> LISTED ENTRIES
######
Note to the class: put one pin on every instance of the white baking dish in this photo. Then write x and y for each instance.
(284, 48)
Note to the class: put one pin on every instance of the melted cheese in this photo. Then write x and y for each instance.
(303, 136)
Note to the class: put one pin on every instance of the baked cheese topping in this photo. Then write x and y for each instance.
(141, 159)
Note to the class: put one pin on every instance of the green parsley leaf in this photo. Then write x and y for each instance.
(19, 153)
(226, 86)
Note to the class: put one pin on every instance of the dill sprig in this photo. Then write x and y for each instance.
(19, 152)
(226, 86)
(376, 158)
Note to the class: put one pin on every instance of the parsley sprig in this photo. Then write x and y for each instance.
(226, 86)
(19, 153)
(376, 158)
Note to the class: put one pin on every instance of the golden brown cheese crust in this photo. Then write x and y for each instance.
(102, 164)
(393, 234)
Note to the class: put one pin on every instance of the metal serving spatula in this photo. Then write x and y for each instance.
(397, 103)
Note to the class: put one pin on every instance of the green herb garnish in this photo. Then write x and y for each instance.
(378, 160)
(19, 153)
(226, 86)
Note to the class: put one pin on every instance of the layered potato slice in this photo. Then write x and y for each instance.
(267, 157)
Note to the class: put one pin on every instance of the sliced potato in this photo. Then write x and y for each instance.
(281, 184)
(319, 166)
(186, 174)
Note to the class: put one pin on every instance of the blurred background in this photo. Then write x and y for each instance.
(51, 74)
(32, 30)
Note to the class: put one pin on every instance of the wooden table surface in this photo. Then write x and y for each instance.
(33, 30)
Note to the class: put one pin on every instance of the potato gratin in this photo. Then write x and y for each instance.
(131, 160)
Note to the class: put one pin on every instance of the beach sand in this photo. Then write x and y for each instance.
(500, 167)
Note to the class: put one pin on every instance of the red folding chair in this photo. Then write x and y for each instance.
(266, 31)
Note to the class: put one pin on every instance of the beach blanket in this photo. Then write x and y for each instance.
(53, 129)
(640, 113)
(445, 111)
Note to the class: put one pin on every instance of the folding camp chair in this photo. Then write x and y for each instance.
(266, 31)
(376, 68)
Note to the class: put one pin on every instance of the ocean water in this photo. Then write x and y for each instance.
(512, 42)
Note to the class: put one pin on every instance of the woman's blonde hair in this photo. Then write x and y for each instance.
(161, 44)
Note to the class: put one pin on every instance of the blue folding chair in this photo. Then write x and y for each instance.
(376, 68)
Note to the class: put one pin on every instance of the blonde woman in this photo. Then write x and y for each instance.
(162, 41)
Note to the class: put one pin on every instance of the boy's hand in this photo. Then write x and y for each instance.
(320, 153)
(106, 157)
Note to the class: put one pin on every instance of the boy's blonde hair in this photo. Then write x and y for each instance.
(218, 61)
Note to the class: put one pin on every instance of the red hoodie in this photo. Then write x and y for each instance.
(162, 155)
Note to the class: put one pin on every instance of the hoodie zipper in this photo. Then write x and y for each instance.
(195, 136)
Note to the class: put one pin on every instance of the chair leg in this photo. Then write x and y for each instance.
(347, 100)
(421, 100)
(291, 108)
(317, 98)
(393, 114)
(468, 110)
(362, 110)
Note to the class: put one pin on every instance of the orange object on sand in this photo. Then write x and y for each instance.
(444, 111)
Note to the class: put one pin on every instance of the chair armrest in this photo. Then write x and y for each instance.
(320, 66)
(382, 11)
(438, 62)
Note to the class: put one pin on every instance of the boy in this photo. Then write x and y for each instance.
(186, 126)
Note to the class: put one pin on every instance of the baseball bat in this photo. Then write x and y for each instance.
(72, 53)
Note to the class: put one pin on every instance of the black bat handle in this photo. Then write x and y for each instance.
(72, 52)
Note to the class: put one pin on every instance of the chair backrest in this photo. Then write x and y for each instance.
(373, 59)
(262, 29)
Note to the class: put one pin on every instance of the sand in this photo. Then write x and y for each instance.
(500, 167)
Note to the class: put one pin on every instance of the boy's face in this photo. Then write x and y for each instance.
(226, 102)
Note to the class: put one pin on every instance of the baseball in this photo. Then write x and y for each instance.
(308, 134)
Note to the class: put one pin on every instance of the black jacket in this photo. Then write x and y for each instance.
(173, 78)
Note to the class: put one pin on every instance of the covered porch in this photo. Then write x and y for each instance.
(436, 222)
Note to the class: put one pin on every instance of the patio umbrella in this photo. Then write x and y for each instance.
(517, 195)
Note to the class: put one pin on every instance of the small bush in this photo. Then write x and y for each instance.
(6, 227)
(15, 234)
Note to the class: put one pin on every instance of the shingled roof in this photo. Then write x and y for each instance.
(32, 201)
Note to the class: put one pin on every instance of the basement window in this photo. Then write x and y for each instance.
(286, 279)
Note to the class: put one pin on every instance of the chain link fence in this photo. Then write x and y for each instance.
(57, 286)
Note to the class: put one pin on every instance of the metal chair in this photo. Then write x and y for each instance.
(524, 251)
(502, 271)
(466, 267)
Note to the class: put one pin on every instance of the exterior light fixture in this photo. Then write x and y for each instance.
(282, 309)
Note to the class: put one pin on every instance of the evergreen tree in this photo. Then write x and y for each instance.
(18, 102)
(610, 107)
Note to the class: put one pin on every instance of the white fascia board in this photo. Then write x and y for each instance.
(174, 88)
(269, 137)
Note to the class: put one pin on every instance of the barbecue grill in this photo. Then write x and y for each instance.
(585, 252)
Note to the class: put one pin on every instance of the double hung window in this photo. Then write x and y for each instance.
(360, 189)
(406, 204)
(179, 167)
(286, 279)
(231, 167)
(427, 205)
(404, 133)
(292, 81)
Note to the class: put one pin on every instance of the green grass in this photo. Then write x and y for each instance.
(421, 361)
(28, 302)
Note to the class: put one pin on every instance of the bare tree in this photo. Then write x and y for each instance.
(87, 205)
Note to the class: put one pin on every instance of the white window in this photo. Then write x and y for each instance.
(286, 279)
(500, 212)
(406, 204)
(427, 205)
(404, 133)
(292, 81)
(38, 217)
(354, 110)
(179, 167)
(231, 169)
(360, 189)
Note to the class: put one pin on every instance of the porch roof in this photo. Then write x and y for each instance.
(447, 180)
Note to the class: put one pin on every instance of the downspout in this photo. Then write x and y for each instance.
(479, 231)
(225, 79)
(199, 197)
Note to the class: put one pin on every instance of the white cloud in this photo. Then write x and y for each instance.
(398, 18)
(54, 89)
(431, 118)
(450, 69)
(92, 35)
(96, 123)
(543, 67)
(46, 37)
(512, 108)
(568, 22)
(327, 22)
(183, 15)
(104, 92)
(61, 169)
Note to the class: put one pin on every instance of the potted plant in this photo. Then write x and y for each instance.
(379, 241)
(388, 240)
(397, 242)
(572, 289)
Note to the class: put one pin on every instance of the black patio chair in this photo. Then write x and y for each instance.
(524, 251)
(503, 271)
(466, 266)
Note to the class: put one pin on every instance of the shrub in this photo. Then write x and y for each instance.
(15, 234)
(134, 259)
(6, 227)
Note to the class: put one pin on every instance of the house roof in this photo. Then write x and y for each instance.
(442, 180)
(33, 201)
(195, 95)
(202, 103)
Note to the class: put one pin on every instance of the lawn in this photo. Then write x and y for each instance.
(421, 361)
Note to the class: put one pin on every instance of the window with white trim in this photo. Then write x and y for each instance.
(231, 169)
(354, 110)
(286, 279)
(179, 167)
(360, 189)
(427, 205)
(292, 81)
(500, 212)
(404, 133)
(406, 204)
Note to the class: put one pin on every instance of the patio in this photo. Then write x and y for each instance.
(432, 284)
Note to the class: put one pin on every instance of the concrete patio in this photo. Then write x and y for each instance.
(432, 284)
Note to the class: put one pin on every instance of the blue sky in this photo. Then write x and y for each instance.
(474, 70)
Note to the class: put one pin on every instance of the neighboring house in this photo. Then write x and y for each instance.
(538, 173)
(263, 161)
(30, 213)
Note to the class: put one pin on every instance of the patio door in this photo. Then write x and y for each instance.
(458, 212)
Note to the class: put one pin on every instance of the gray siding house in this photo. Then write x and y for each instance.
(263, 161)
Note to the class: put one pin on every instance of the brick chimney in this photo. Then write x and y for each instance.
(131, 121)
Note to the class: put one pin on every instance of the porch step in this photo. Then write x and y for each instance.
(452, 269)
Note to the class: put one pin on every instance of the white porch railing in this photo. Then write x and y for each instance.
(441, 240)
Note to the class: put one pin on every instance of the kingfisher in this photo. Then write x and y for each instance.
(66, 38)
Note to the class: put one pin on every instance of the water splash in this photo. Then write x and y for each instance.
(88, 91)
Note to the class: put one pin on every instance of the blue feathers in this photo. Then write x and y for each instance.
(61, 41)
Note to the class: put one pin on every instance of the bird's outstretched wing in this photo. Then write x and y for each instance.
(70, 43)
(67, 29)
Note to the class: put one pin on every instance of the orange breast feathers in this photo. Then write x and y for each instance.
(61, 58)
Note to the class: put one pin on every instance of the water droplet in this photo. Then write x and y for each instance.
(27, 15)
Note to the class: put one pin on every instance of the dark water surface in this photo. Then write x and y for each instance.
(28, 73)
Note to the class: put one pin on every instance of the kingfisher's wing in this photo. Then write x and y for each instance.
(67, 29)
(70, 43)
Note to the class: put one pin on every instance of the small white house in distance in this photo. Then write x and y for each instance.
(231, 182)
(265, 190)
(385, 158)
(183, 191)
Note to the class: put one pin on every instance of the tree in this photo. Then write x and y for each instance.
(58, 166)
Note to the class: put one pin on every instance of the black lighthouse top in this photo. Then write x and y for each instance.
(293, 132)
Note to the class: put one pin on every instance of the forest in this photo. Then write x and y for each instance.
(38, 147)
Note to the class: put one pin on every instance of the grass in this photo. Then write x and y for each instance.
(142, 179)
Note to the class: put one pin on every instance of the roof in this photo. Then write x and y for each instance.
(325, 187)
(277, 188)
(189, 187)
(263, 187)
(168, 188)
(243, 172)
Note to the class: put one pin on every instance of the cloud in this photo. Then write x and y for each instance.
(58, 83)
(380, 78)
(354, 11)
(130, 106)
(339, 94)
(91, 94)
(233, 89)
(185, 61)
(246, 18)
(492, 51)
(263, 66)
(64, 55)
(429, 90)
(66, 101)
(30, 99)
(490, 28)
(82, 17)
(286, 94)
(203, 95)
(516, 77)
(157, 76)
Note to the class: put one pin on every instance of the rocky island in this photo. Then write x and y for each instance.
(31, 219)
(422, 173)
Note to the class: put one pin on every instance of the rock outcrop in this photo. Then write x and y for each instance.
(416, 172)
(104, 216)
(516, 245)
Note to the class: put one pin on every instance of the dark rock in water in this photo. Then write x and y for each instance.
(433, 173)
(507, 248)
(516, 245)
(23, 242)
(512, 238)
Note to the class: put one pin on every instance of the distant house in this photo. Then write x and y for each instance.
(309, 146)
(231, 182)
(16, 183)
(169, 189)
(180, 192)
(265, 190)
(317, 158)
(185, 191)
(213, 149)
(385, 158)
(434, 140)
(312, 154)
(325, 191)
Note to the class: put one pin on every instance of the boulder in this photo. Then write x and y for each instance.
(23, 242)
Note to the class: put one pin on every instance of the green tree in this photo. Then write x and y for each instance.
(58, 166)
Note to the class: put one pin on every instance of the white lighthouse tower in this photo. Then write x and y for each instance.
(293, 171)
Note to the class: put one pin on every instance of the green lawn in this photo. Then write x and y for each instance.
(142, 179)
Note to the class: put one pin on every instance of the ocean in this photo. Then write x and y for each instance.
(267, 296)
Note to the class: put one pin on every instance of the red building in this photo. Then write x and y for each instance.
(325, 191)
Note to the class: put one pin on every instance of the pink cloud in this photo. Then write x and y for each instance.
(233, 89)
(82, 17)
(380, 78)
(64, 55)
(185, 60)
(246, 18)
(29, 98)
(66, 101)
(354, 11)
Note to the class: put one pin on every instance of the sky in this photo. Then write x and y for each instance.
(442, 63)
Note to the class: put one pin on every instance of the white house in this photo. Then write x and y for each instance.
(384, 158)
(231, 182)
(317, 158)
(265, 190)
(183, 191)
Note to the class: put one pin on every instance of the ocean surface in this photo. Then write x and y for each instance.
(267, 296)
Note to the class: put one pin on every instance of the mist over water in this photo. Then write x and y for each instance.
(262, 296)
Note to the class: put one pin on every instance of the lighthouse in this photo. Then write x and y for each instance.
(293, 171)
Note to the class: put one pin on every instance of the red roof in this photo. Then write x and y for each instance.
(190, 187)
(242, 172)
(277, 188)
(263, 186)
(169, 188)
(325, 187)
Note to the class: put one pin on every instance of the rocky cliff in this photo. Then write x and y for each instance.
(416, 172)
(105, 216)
######
> WHAT TO WORK ON
Only those lines running from the one containing "instance of the sky" through the last line of the data above are to be copied, exactly, with both ends included.

> TASK OUTPUT
Note to the class: put one pin on every instance of the sky in this photo. Then write x and y for each instance.
(442, 63)
Note to the class: put one pin on every instance of the white house in this photo. Then write x and y for each instance.
(384, 158)
(231, 182)
(317, 158)
(265, 190)
(183, 191)
Note to the class: put one pin on every instance of the ocean surface in this photo. Then write x and y for each instance.
(267, 296)
Note to the class: put one pin on every instance of the mist over water in this photo. Then write x and y for each instance.
(262, 296)
Note to the class: put one pin on every instance of the lighthouse in this photo. Then write x and y for each instance.
(293, 171)
Note to the class: put one pin on every instance of the red roof in this photo. Then write x and y for each instance.
(190, 187)
(242, 172)
(277, 188)
(263, 186)
(169, 188)
(325, 187)
Note to the class: put one pin on every instance of the rocky cliff in this photo. Then write x and y for each instance.
(416, 172)
(105, 216)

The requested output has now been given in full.